─── THE RECORDS

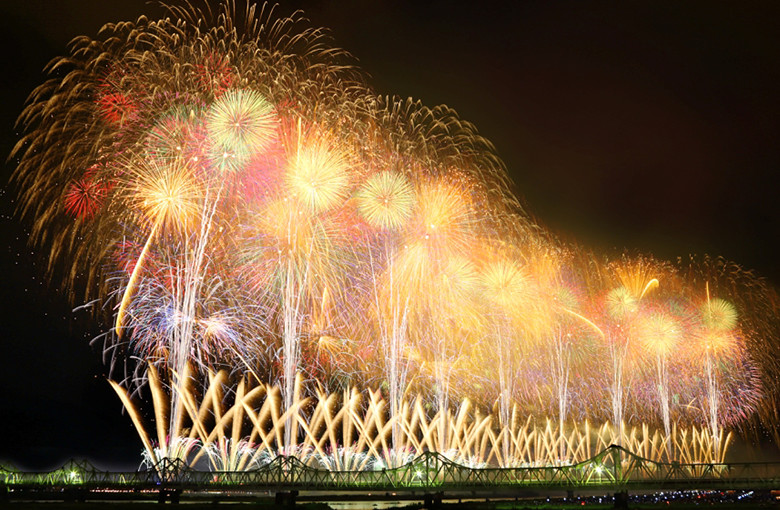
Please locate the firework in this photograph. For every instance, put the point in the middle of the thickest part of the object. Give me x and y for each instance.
(243, 202)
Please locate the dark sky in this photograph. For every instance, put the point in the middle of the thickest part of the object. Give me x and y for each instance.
(649, 126)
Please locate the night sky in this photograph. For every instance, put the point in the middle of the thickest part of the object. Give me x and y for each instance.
(646, 126)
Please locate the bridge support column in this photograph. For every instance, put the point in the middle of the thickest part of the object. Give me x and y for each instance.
(171, 495)
(285, 498)
(432, 501)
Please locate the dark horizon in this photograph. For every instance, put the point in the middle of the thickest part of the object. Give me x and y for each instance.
(648, 127)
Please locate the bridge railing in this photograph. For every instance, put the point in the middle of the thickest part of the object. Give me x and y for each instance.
(614, 466)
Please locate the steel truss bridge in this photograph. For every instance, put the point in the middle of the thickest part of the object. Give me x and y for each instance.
(613, 470)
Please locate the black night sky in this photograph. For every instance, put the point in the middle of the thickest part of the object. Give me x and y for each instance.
(642, 125)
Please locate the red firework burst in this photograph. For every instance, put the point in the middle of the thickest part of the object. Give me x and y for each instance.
(84, 197)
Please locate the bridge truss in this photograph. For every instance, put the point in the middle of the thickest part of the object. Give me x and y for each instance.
(614, 469)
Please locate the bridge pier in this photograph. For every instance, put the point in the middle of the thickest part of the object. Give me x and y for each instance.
(285, 498)
(432, 501)
(171, 495)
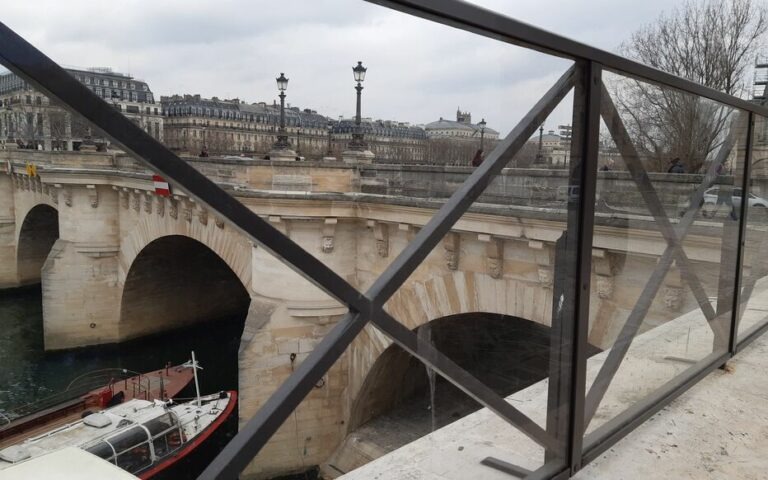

──────

◆ WHAT TO PRODUCE
Reproduce each entry precisely, dropping only the pictures.

◆ EXERCISE SOLUTION
Please locate the firework in this photograph. For every instance, put the point in the middle of the thickest part of the object. Give me x and y for each instance.
(243, 202)
Please locate the dark sky in this photograph. For every instance, put the point in the middle of the thickest part of the object. Give me x and y for each instance.
(649, 126)
Please locate the night sky in this photograph. For every instance, put the point in the middle of the thickest part of the object. Give me x and y for each instance.
(646, 126)
Please locate the bridge support column in this photograph. For every instance, put the point in the middle of the thickest part of the object. Give me x and y for each instance.
(171, 495)
(285, 498)
(432, 501)
Please locate the dark horizon in this photograph. For every instance, put the point in the middle of the thickest part of the object. Give me x and y for each instance.
(648, 127)
Please locate the bridge railing in this photograph. For every instance, put the point in the middle of the thickest part of the object. Give me x and y for each instance.
(614, 466)
Please locate the steel truss bridge in this photograph. For every instance, put the point in the middle of the thickest part of the object. Give me x and y for each instance.
(613, 470)
Please locate the black night sky in this photograph. For every instance, put the point in the middle of the thickest part of the object. Give me x and y for each instance.
(642, 125)
Please locate the red firework burst in this photograph. For every instance, put the point in the middle of the thickest part of the object. Give me x and y for each instance.
(84, 197)
Please locate the bridge truss in this photograph. For every instance, put the point in the middle of the thickest part of the object. Give me x and y for each instance.
(614, 469)
Please locate the bridge pier in this photograph. For every instance, put the point in the middle of the thickest part of the object. Give me x and y for each instance.
(285, 498)
(432, 501)
(171, 495)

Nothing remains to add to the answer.